[Image object location entries]

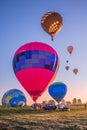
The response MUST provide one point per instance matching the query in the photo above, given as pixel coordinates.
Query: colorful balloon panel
(70, 49)
(14, 98)
(57, 91)
(35, 65)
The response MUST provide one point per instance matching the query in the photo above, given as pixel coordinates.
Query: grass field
(28, 119)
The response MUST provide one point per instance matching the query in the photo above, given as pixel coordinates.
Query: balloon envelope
(75, 71)
(57, 91)
(67, 67)
(13, 98)
(35, 65)
(52, 23)
(70, 49)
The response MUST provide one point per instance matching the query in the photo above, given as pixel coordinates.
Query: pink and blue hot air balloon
(57, 91)
(35, 65)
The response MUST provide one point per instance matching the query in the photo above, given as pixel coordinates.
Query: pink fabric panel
(36, 46)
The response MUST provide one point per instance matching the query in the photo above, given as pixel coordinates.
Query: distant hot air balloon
(57, 91)
(70, 49)
(67, 67)
(75, 71)
(13, 98)
(52, 23)
(35, 65)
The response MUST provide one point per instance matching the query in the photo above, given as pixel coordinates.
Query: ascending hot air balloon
(67, 67)
(52, 23)
(75, 71)
(57, 91)
(13, 98)
(35, 65)
(70, 49)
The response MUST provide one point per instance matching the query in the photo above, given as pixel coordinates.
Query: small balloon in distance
(70, 49)
(52, 23)
(75, 71)
(14, 98)
(57, 91)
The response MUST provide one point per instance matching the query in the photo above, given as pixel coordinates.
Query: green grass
(28, 119)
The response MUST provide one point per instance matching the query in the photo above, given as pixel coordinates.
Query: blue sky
(20, 23)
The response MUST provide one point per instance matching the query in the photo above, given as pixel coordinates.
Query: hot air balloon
(52, 23)
(67, 61)
(35, 65)
(75, 71)
(57, 91)
(67, 67)
(70, 49)
(14, 98)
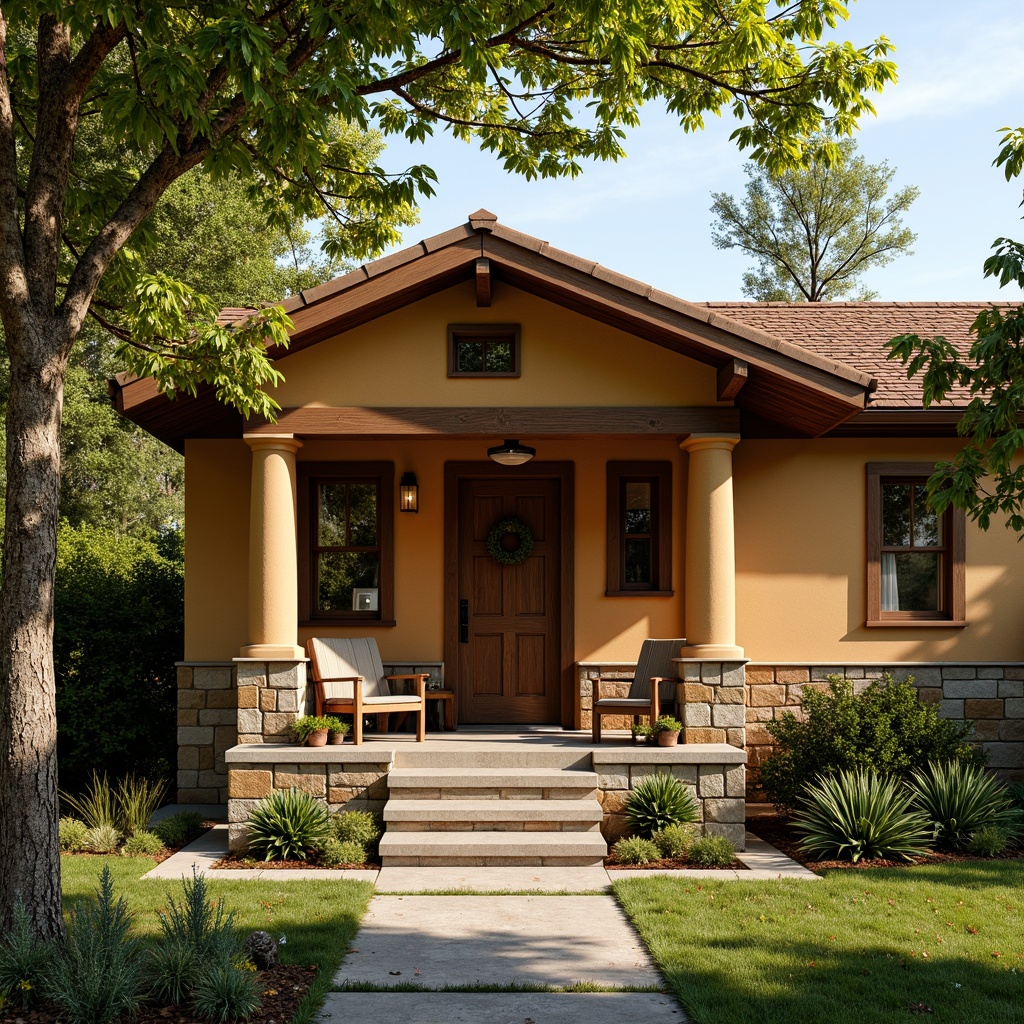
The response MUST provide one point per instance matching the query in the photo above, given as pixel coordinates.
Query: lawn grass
(318, 919)
(857, 947)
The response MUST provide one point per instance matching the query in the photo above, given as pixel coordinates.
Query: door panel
(509, 667)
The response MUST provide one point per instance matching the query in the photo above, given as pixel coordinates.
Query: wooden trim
(953, 581)
(564, 472)
(731, 378)
(509, 332)
(483, 282)
(307, 473)
(659, 475)
(670, 422)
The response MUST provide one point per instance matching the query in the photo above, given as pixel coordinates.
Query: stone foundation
(989, 694)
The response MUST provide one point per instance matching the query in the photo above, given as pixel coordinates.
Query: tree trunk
(30, 860)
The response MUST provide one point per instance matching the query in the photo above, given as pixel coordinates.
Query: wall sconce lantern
(511, 453)
(409, 494)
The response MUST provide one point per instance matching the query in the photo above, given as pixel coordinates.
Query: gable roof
(792, 370)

*Prompt*.
Every entry must be transcribed exactly. Pictures do not belong in the copy.

*Answer for this exercise*.
The response MUST provide one point per instance matching the query in the photo above, given as pixel coordinates.
Query: colorful balloon panel
(70, 49)
(14, 98)
(57, 91)
(35, 65)
The response MUST provide one point per instance matching the query in the photo above, given as pixel coordinates.
Query: grass field
(28, 119)
The response MUST provide one point per instance matching the query in the photo above, given as pixel coordinates.
Query: balloon envelope
(75, 71)
(57, 91)
(67, 67)
(13, 98)
(35, 65)
(52, 23)
(70, 49)
The response MUST provide one point per instance matching the query in the photo above, given as pixel coordinates.
Query: pink and blue hot air balloon
(57, 91)
(35, 65)
The response MUST provide one point per instance matching the query in the photo above, given as pixel coordinates.
Query: pink fabric panel
(36, 46)
The response MUST provide one point per instance matching the query in the photo above, given as pixel coordinates.
Query: distant hot air balloon
(57, 91)
(70, 49)
(67, 67)
(75, 71)
(13, 98)
(52, 23)
(35, 65)
The response MUST provide one point per instance matching the query in the photo above, given as pixel coordinates.
Query: ascending hot air balloon
(67, 67)
(52, 23)
(75, 71)
(57, 91)
(13, 98)
(35, 65)
(70, 49)
The response MUST provide one point per instance matching the query in the photo above, given as pixel coordinates.
Query: small balloon in distance
(70, 49)
(52, 23)
(75, 71)
(14, 98)
(57, 91)
The response MUST provide one point per instance matching the query in the photo above, given as pixel coordinates.
Query: green grass
(28, 119)
The response MUST provide one point per instance matching the query in the photo above, given as pixel coordinates.
Query: blue sky
(20, 23)
The response MUST provide one point per instance matching the query in the photo above, given as pixel coordinates.
Query: hot air balloon
(52, 23)
(67, 61)
(35, 65)
(75, 71)
(57, 91)
(67, 67)
(70, 49)
(14, 98)
The response MUST provide one point per instance matching the query in the photo above, given as pixel coordinates.
Query: lawn grass
(318, 919)
(857, 947)
The response MUST provide one point per instance matching the query in the photo above, given as pixel coordinates.
Query: door panel
(509, 667)
The response MUST provide one point per instance matching the query in the photo above, given as pixel coordinates.
Query: wooden trim
(953, 581)
(564, 472)
(731, 378)
(509, 332)
(483, 282)
(307, 473)
(659, 475)
(670, 422)
The response MUST provide one point per instance matching the query in the photo above, given as pixel coordinates.
Query: stone foundation
(989, 694)
The response MUST provide one point per instance matching the query in the photo above, given as pixel coordinates.
Query: tree trunk
(30, 860)
The response MUST provide one point per instance matching the query in the photo above, given as pixel coordinates.
Query: wall sconce lantern
(511, 453)
(409, 494)
The response MUST provide one point per instance matching the query in the photo above, given as pixel coordinates.
Query: gable roof
(792, 370)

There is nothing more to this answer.